▶ _WORK REQUIRED_
Please copy the data below word for word, starting at the line with "the blue award" and ending with the last line of the data, both lines included.
>> START MATERIAL FOR THIS TASK
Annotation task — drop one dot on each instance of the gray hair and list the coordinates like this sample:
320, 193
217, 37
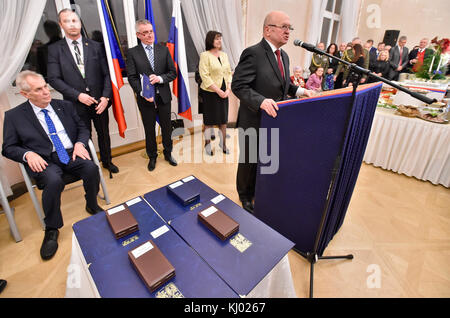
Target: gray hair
21, 79
141, 22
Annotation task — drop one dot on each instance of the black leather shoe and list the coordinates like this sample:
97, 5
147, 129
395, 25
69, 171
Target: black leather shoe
171, 160
50, 244
94, 210
248, 206
151, 164
2, 284
111, 167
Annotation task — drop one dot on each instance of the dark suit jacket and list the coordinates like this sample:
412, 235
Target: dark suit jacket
138, 63
64, 76
394, 59
256, 78
22, 131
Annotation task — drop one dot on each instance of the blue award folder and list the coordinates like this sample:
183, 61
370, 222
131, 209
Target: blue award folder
168, 207
96, 239
243, 260
115, 276
148, 90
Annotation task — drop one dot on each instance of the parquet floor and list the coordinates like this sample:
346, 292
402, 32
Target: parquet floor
397, 228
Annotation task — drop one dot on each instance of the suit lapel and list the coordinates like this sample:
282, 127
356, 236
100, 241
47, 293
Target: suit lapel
29, 113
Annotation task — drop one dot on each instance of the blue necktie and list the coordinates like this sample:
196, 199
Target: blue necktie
150, 56
60, 150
>> END MATERIAL FOR THIS TASK
▶ _WRITTEN SOLUTION_
Annotation task — drop one dot on each instance of the blue award folder and list the coordinates like this sample:
183, 61
370, 222
131, 209
Target: blue award folder
168, 207
96, 239
243, 260
115, 276
148, 90
Annotation task — drop one dot on each instance of the parquet floor and list the coordinates like this sample:
346, 292
402, 32
Target: parquet floor
397, 228
Annotation task — drop one dot on each instance of the suit lapel and list the coordinates like this sample:
282, 127
356, 236
100, 241
47, 293
Target: suit lapel
29, 113
Annotation task — drop one dot on each instance of the blue necktie and list the coordinates like this sample:
196, 199
Target: blue necktie
150, 56
60, 150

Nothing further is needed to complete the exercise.